*** Begin section ***

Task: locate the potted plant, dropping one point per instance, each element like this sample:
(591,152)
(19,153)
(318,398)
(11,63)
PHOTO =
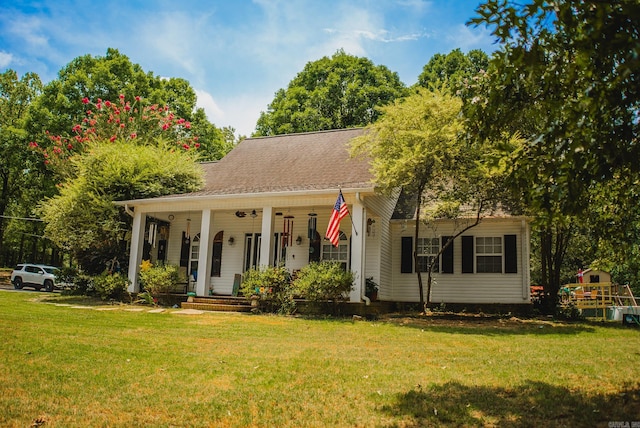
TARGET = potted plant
(371,289)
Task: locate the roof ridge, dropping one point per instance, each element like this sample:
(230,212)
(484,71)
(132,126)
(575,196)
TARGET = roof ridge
(306,133)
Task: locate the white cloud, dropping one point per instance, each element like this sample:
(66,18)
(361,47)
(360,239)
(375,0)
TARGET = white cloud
(205,101)
(467,38)
(5,59)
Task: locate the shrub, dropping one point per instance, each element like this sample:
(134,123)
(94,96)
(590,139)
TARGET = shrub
(272,285)
(74,282)
(160,279)
(111,286)
(323,281)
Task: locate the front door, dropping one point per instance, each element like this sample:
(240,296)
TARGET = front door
(252,242)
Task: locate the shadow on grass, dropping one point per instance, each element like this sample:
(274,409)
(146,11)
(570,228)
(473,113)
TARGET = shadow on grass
(531,404)
(491,326)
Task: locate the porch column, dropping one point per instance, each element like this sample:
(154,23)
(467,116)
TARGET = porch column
(267,237)
(204,258)
(357,249)
(135,251)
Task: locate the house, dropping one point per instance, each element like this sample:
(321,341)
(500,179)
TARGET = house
(269,201)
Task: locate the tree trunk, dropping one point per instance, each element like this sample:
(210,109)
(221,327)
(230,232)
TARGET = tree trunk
(415,249)
(554,242)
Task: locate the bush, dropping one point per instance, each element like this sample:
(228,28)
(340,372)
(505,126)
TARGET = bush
(111,286)
(160,279)
(323,281)
(272,285)
(74,282)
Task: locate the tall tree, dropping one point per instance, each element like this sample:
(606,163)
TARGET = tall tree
(418,145)
(106,78)
(331,93)
(16,95)
(454,69)
(120,151)
(567,78)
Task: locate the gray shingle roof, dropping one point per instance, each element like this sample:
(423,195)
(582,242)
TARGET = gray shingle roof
(293,162)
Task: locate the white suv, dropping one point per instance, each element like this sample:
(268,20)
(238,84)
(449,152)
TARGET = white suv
(36,276)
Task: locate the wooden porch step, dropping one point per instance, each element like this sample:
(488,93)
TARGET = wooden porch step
(218,304)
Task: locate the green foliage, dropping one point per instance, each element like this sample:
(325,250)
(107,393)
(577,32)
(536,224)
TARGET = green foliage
(331,93)
(83,215)
(321,281)
(18,166)
(272,285)
(414,142)
(159,279)
(567,79)
(454,69)
(74,282)
(111,286)
(109,77)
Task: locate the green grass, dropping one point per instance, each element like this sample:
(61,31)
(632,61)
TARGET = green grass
(72,366)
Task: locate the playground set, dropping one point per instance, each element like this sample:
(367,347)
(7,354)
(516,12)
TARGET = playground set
(595,296)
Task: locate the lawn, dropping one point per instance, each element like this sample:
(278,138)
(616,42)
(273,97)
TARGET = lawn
(66,365)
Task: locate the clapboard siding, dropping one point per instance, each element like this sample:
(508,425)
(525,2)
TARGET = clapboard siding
(468,287)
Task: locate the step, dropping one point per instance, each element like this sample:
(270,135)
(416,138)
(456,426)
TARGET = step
(216,307)
(222,300)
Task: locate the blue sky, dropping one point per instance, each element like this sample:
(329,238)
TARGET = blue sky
(235,53)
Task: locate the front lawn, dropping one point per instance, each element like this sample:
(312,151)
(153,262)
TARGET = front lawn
(75,365)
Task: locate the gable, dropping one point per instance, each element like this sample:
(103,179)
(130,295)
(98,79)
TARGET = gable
(293,162)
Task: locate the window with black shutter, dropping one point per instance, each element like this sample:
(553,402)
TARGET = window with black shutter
(510,254)
(447,255)
(406,261)
(467,254)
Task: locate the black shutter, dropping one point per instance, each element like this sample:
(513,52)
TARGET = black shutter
(406,264)
(467,254)
(510,254)
(447,255)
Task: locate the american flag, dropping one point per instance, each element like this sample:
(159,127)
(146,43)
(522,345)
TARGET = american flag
(340,211)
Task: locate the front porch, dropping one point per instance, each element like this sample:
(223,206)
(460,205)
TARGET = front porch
(215,241)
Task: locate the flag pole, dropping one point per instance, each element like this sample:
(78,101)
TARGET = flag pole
(352,223)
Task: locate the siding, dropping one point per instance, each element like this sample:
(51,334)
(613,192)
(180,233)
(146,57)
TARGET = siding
(379,263)
(459,287)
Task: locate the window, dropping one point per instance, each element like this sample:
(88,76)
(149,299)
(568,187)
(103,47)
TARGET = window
(339,253)
(489,254)
(428,249)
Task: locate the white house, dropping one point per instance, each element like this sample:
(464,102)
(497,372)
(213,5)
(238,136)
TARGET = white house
(269,201)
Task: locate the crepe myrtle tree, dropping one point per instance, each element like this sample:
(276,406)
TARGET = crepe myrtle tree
(121,150)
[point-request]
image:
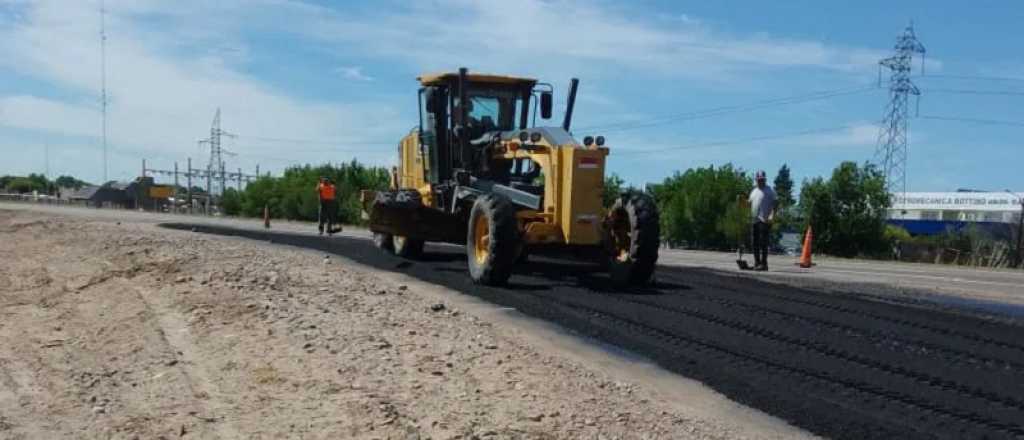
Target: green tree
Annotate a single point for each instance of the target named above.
(293, 195)
(785, 213)
(20, 185)
(847, 212)
(783, 187)
(700, 208)
(230, 202)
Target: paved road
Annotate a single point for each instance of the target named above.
(844, 365)
(972, 283)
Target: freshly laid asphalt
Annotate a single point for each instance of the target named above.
(839, 364)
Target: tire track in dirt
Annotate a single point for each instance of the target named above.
(824, 382)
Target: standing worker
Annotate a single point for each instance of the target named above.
(763, 213)
(329, 206)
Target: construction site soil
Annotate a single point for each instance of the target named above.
(842, 364)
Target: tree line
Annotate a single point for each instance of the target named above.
(39, 182)
(707, 208)
(701, 208)
(293, 195)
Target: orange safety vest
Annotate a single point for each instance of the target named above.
(326, 190)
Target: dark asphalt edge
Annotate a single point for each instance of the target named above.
(762, 400)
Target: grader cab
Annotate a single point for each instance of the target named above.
(479, 172)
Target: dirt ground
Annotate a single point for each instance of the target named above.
(126, 331)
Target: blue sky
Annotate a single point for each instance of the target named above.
(338, 78)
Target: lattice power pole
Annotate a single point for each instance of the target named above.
(891, 155)
(215, 168)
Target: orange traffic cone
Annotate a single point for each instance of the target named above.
(805, 256)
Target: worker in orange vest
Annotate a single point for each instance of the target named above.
(329, 205)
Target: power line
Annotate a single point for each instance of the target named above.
(312, 141)
(973, 77)
(973, 120)
(739, 141)
(975, 92)
(709, 113)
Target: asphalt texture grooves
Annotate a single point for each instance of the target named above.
(843, 365)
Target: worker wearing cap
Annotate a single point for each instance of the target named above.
(329, 206)
(762, 214)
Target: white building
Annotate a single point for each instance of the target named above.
(930, 212)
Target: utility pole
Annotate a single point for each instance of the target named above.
(891, 154)
(102, 76)
(1020, 231)
(188, 182)
(176, 191)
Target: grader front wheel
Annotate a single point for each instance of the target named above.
(492, 242)
(633, 234)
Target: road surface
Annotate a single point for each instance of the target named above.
(840, 364)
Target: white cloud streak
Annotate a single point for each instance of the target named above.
(171, 64)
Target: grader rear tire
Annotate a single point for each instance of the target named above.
(492, 240)
(634, 234)
(384, 242)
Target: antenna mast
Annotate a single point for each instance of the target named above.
(102, 76)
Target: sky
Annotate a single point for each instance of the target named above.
(672, 85)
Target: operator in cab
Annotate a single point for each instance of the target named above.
(329, 206)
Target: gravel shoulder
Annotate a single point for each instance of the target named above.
(122, 330)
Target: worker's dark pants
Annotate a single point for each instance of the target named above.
(328, 214)
(759, 238)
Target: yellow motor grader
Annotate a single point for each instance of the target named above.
(479, 172)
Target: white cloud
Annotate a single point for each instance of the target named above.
(158, 100)
(353, 73)
(861, 134)
(172, 64)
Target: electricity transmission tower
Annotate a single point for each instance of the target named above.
(891, 154)
(217, 152)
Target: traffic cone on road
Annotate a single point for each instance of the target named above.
(805, 256)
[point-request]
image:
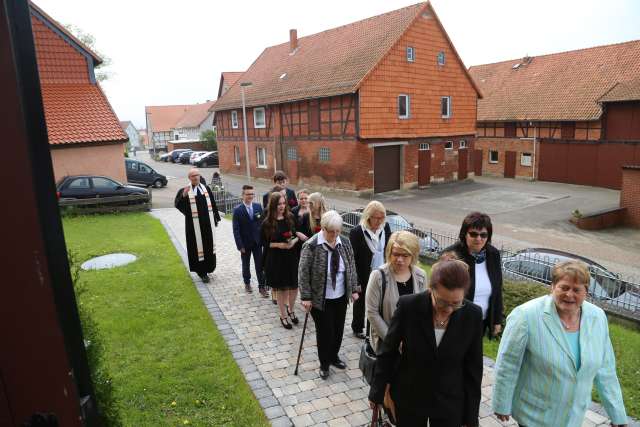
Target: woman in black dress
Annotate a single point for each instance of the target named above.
(280, 256)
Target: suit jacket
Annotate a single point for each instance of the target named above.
(362, 253)
(440, 382)
(246, 231)
(292, 200)
(534, 343)
(495, 313)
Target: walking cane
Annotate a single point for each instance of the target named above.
(304, 329)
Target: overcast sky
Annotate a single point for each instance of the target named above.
(172, 52)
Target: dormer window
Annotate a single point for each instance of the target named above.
(411, 54)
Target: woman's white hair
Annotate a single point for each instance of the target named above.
(331, 220)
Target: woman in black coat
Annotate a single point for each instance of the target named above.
(432, 354)
(369, 241)
(485, 269)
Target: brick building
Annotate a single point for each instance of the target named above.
(84, 132)
(375, 105)
(570, 117)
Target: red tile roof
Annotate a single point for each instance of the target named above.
(627, 91)
(195, 115)
(163, 118)
(79, 113)
(560, 86)
(329, 63)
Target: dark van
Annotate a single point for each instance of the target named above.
(142, 173)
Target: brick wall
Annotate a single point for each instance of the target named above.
(424, 81)
(630, 194)
(501, 145)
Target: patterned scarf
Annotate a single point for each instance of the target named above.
(196, 220)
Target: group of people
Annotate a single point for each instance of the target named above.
(426, 331)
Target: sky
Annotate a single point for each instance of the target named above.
(172, 52)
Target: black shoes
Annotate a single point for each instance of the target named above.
(339, 364)
(324, 373)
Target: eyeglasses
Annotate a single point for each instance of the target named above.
(443, 304)
(474, 234)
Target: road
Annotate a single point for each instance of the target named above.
(524, 214)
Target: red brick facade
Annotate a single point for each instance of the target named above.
(630, 194)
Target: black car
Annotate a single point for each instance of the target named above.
(183, 157)
(91, 187)
(210, 159)
(173, 155)
(142, 173)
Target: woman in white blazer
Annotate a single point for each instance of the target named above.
(402, 277)
(553, 350)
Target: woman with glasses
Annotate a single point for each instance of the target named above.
(401, 277)
(370, 240)
(432, 354)
(485, 269)
(554, 349)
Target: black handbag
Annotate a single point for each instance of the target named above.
(367, 362)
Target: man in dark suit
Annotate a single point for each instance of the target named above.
(247, 218)
(281, 179)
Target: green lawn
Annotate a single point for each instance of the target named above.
(167, 362)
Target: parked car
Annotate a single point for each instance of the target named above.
(173, 155)
(90, 187)
(142, 173)
(183, 157)
(195, 154)
(396, 222)
(208, 159)
(537, 263)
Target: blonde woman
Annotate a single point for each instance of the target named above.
(317, 208)
(402, 276)
(369, 240)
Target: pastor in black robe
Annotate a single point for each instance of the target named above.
(182, 204)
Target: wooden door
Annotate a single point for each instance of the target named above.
(510, 164)
(424, 165)
(386, 168)
(463, 160)
(477, 162)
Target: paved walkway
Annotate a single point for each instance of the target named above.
(266, 352)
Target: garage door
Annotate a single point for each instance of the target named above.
(386, 168)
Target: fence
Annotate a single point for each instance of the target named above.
(613, 292)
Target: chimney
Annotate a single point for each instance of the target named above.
(293, 39)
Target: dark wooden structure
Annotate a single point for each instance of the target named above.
(43, 366)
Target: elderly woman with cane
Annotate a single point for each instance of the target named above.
(327, 278)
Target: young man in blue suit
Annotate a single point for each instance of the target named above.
(247, 218)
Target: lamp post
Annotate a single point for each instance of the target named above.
(244, 125)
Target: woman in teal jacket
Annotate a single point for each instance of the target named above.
(553, 349)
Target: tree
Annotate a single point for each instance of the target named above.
(209, 138)
(101, 71)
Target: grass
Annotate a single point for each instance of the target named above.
(625, 340)
(167, 361)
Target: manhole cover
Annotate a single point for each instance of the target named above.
(108, 261)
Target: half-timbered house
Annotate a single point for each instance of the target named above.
(376, 105)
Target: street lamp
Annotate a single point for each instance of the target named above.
(244, 125)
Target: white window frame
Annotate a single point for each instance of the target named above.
(411, 54)
(264, 118)
(407, 104)
(234, 119)
(524, 162)
(497, 156)
(448, 115)
(236, 155)
(263, 164)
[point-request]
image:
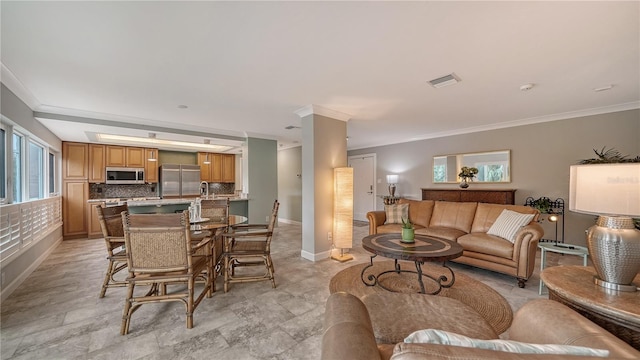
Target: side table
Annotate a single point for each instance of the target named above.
(615, 311)
(560, 249)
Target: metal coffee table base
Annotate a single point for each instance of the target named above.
(442, 281)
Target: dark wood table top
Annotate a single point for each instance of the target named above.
(424, 248)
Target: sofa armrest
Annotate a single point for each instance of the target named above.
(543, 321)
(376, 218)
(525, 247)
(348, 333)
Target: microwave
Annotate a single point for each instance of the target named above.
(125, 175)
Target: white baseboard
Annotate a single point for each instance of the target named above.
(315, 257)
(9, 289)
(292, 222)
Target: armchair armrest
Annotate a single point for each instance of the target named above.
(376, 218)
(525, 247)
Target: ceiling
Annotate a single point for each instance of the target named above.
(244, 68)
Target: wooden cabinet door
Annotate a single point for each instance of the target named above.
(97, 165)
(205, 169)
(74, 208)
(228, 168)
(216, 167)
(135, 157)
(151, 168)
(94, 230)
(75, 161)
(116, 156)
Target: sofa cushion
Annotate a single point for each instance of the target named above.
(396, 212)
(454, 215)
(419, 211)
(396, 315)
(486, 215)
(441, 232)
(435, 336)
(508, 223)
(486, 244)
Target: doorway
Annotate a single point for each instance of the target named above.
(364, 193)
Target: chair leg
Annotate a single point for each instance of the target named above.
(126, 313)
(107, 278)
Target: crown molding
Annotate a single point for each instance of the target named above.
(17, 87)
(514, 123)
(319, 110)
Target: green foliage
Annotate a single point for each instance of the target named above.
(407, 224)
(609, 156)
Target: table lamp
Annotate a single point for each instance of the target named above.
(392, 180)
(611, 191)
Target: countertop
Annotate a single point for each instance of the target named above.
(156, 202)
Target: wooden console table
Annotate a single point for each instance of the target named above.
(493, 196)
(616, 311)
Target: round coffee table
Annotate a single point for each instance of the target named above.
(424, 249)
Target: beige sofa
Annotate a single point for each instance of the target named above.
(350, 333)
(467, 223)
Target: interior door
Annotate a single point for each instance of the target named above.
(364, 197)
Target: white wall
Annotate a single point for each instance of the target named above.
(540, 158)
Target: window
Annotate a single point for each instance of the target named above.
(16, 152)
(3, 169)
(52, 173)
(36, 173)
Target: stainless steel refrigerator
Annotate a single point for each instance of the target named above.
(179, 181)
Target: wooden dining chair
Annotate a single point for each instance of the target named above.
(249, 245)
(161, 253)
(113, 233)
(218, 211)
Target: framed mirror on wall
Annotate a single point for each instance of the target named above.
(493, 166)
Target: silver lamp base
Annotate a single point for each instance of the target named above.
(614, 247)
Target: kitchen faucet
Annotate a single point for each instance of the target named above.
(204, 189)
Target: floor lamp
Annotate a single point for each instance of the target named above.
(343, 212)
(611, 191)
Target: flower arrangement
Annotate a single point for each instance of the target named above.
(468, 173)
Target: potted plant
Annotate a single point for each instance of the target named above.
(408, 232)
(467, 174)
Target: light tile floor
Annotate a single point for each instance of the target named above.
(56, 312)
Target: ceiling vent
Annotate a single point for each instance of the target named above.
(445, 81)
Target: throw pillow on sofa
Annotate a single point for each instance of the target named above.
(508, 223)
(395, 213)
(433, 336)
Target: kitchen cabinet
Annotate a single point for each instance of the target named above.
(124, 156)
(221, 167)
(228, 168)
(151, 167)
(75, 161)
(74, 208)
(97, 163)
(205, 169)
(216, 167)
(94, 230)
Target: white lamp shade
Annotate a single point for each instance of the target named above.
(343, 207)
(611, 189)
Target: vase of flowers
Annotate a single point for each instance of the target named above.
(467, 174)
(408, 232)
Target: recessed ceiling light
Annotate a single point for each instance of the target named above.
(603, 88)
(446, 80)
(527, 87)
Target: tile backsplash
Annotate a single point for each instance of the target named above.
(105, 191)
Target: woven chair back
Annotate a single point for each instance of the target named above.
(158, 242)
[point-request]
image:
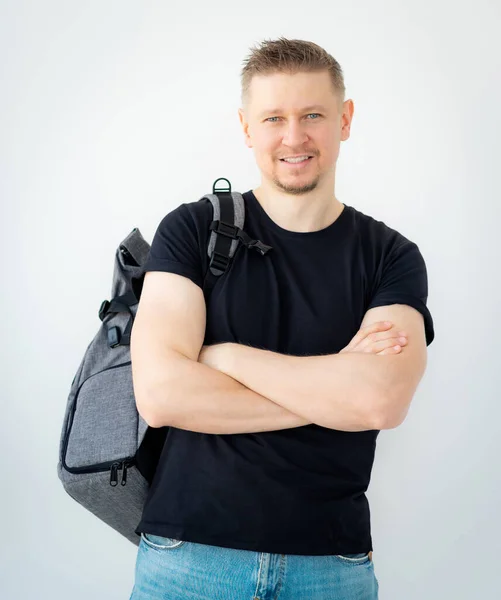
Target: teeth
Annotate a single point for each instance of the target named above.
(295, 160)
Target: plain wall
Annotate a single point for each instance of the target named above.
(114, 113)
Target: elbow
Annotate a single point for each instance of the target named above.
(389, 413)
(148, 410)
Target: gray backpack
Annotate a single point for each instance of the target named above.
(108, 454)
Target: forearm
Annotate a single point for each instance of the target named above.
(339, 391)
(198, 398)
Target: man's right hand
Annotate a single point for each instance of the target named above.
(377, 338)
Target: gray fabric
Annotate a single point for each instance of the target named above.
(239, 207)
(101, 422)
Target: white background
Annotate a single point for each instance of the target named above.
(114, 113)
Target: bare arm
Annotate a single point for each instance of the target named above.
(339, 391)
(171, 387)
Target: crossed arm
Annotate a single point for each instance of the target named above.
(325, 390)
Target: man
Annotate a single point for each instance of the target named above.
(260, 488)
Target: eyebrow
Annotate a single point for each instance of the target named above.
(305, 109)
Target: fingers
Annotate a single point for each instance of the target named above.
(392, 350)
(365, 331)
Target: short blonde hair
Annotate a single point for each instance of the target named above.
(290, 56)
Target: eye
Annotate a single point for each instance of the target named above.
(317, 114)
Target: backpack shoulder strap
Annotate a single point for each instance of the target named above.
(226, 232)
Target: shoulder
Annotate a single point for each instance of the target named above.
(377, 237)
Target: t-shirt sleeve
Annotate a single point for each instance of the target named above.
(404, 280)
(175, 246)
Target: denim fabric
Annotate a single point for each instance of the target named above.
(170, 569)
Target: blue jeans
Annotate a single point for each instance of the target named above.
(170, 569)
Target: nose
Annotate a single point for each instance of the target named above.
(294, 135)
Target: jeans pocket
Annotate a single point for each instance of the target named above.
(360, 558)
(159, 542)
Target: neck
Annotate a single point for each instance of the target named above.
(303, 213)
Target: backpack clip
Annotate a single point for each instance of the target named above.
(113, 336)
(225, 229)
(103, 309)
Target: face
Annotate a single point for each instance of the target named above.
(291, 115)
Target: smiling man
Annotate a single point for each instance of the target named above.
(275, 392)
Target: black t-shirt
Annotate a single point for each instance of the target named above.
(299, 490)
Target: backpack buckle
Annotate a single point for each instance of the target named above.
(219, 261)
(225, 229)
(103, 309)
(113, 337)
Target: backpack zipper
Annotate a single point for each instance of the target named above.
(112, 465)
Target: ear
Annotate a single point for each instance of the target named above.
(245, 127)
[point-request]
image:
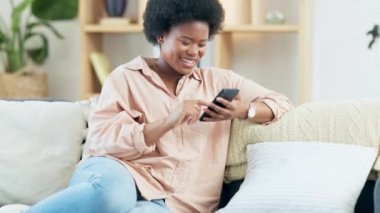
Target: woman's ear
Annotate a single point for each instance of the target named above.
(160, 39)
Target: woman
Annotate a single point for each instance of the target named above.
(149, 151)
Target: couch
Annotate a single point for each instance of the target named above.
(41, 142)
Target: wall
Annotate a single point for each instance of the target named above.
(343, 67)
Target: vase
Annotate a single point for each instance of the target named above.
(115, 8)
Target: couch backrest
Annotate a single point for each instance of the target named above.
(40, 145)
(350, 122)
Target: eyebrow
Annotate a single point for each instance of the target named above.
(185, 37)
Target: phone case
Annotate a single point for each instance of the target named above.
(227, 93)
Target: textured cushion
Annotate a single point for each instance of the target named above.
(350, 122)
(40, 144)
(303, 177)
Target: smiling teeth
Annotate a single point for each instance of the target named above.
(188, 61)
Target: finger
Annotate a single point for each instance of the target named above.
(215, 114)
(202, 103)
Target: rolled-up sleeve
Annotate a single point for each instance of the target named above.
(277, 102)
(113, 129)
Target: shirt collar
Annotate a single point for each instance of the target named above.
(139, 64)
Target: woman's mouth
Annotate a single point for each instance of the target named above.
(189, 62)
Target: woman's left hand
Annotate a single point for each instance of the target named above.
(237, 108)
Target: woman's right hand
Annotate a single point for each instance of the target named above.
(187, 112)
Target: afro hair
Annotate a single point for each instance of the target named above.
(161, 15)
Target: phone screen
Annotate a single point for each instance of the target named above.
(227, 93)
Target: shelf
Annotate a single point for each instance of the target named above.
(96, 28)
(261, 28)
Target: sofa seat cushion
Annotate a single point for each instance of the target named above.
(303, 177)
(40, 145)
(14, 208)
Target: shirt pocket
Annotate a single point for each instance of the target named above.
(199, 127)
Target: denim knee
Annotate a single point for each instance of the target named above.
(113, 188)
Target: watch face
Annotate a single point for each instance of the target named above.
(251, 111)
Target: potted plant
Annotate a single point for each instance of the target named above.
(22, 43)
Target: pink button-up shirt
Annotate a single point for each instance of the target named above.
(186, 165)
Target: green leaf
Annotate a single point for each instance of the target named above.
(38, 23)
(16, 14)
(38, 54)
(3, 38)
(55, 9)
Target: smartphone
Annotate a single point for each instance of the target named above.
(226, 93)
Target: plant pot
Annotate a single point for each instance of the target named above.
(115, 8)
(23, 85)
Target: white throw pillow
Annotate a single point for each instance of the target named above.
(40, 145)
(302, 177)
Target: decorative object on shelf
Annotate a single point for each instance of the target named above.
(375, 34)
(115, 8)
(101, 64)
(25, 83)
(22, 41)
(257, 12)
(275, 17)
(237, 11)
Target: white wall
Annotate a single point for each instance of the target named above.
(343, 67)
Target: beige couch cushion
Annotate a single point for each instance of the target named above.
(352, 122)
(40, 144)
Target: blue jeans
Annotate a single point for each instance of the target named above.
(101, 185)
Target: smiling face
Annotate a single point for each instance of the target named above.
(182, 47)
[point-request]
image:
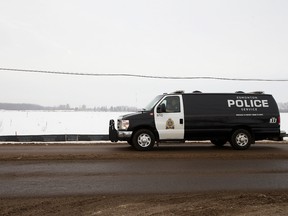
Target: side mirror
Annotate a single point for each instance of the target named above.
(161, 108)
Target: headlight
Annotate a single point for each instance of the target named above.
(124, 124)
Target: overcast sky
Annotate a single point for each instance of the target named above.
(233, 39)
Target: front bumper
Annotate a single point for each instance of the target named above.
(115, 135)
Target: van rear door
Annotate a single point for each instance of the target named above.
(169, 118)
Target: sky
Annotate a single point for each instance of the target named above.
(223, 38)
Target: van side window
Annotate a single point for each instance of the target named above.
(170, 104)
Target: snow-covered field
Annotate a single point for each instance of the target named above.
(65, 122)
(55, 122)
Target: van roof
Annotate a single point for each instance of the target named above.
(237, 92)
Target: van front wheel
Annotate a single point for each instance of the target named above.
(241, 139)
(143, 140)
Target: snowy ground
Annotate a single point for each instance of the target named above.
(65, 122)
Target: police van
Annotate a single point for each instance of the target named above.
(238, 118)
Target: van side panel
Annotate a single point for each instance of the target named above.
(209, 116)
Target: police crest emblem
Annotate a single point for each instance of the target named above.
(170, 124)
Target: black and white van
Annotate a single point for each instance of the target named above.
(239, 118)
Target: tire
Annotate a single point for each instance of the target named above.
(241, 139)
(143, 140)
(219, 142)
(130, 142)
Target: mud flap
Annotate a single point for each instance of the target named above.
(113, 134)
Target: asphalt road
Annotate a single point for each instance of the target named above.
(53, 170)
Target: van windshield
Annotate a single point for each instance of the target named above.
(153, 103)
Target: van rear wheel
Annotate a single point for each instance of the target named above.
(241, 139)
(219, 142)
(143, 140)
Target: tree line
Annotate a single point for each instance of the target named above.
(25, 106)
(283, 107)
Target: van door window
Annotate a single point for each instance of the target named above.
(170, 105)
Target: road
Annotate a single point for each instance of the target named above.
(53, 170)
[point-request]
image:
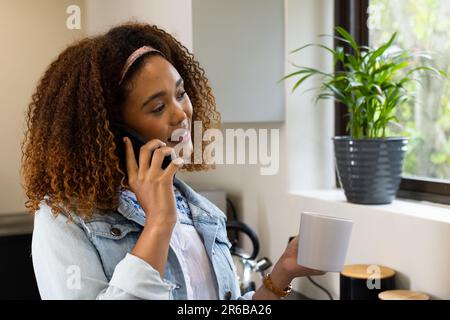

*** End section ***

▶ **TASK STATEMENT**:
Tally the lines of the listing above that include the word "police". Answer with the number alone.

▶ **COMPLETED EXERCISE**:
2